--- DATA RECORDS Enclosed Below ---
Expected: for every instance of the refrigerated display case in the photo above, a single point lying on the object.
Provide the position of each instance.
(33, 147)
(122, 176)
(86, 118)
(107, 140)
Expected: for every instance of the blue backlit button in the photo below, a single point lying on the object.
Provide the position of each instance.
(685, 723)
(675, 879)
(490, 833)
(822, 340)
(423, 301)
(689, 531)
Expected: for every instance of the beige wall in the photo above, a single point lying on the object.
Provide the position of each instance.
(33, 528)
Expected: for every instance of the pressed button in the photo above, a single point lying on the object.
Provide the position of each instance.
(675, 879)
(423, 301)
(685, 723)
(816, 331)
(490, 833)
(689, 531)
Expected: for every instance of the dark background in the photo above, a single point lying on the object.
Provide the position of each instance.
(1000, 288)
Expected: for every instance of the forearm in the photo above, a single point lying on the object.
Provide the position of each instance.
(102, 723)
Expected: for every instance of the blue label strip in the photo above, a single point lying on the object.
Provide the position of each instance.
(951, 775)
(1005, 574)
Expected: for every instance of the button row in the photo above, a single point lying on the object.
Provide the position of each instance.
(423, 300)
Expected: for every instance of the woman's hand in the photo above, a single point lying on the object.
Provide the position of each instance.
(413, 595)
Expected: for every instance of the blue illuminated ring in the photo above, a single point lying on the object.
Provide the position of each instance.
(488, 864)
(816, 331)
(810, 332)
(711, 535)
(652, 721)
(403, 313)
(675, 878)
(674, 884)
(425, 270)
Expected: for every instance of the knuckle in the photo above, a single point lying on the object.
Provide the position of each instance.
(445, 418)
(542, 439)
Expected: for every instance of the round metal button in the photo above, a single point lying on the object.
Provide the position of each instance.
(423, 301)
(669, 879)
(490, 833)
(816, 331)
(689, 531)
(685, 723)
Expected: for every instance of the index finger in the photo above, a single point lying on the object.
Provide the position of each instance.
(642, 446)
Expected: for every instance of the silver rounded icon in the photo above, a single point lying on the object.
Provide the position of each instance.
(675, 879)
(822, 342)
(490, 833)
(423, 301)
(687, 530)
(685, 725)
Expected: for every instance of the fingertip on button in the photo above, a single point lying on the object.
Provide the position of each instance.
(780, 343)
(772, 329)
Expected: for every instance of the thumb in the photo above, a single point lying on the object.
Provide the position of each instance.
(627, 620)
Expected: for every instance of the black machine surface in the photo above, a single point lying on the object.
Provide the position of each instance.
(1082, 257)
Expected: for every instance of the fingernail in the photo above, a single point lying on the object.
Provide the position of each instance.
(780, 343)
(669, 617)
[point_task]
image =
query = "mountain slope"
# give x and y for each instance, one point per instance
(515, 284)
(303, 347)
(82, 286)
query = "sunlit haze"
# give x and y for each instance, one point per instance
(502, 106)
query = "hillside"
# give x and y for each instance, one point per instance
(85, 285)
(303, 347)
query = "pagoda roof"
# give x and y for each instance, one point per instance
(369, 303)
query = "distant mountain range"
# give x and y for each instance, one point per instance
--- End of Enclosed DATA RECORDS ---
• _YOUR OBJECTIVE_
In full and without change, transcribe every line of the records above.

• _SOLUTION FOR THIS EXERCISE_
Expected: for every instance of the refrigerated display case in the photo above, a single point lying on the object.
Provide the position of each instance.
(33, 147)
(122, 176)
(86, 118)
(107, 140)
Expected: for every instance of the blue backlit button in the photo below, a single point lying on the object.
Provide the position of each instance.
(685, 723)
(675, 879)
(490, 833)
(822, 340)
(423, 301)
(689, 531)
Expected: for every instance of the beige wall in the photo above, a single point lying on the object.
Provide the position of each instance.
(33, 528)
Expected: for every instance of the pressed button in the photo above, a single point lying on the object.
Provide the position of each instance.
(675, 879)
(423, 301)
(685, 723)
(816, 331)
(490, 833)
(689, 531)
Expected: for every instance of the dark background in the photo above, a single point lying on the object.
Provide the position of each instance.
(1000, 288)
Expected: for every instance of the forearm in the photo above, a single point lying on the object.
Provide the position of each instance.
(102, 723)
Expected: for every instance of the blue label strip in the photo above, a single point lying on the object.
Provide the position of each instance.
(951, 775)
(1005, 574)
Expected: for every instance of the button row in the photo above, a single point lying on the object.
Provide the position of each instance.
(423, 300)
Expected: for every instance of the woman's hand in the photo above, a single point lying on the object.
Provide the position of each instance.
(413, 595)
Expected: for every instance of the blue illuminated ring in the photo above, a single point lying on the object.
Provide the position of each instance.
(488, 864)
(816, 331)
(810, 332)
(711, 535)
(652, 721)
(403, 313)
(675, 878)
(674, 884)
(425, 270)
Expected: for every instance of the knuckle in the photo above, a single point lying on the object.
Provide the position of each instance.
(445, 418)
(542, 439)
Expected: for every instance of the round metal button in the photo above, a single point lying on the object.
Provide the position of each instance.
(423, 301)
(669, 879)
(490, 833)
(816, 331)
(689, 531)
(685, 723)
Expected: for every instance of the index finger in the photo above, a single point lying on the object.
Provide the position of each instance.
(642, 446)
Expected: for every instance of the silver rounded icon in the photo above, a single point lying on the object.
Provide the position of each instance.
(675, 879)
(822, 342)
(490, 833)
(423, 301)
(687, 530)
(685, 725)
Expected: for every instance of the fingertip on button in the photo above, a single point lying on the object.
Provide the position of each instance.
(780, 343)
(772, 329)
Expected: for every instance of the thumb in the photo above, a single point lying on the object.
Provide the position of each instance.
(627, 620)
Expected: for every instance of the black machine surface in the photo above, a single point lying on the object.
Provide the position of each instance.
(1082, 257)
Expected: for every instance of the fingernail in the photo above, a single point lying on the object.
Provide the position of each instance.
(780, 343)
(669, 617)
[point_task]
image =
query = "mountain slope"
# give x and y for each instance, one point per instance
(515, 284)
(303, 347)
(82, 286)
query = "sunlit haze"
# give x and y for each instance, one point per instance
(502, 106)
query = "hillside"
# give x and y for each instance, one point per instance
(85, 285)
(303, 347)
query = "pagoda roof"
# give x and y for each instance, one point per instance
(369, 303)
query = "distant mountain range"
# give x and y for each instance, one point per instance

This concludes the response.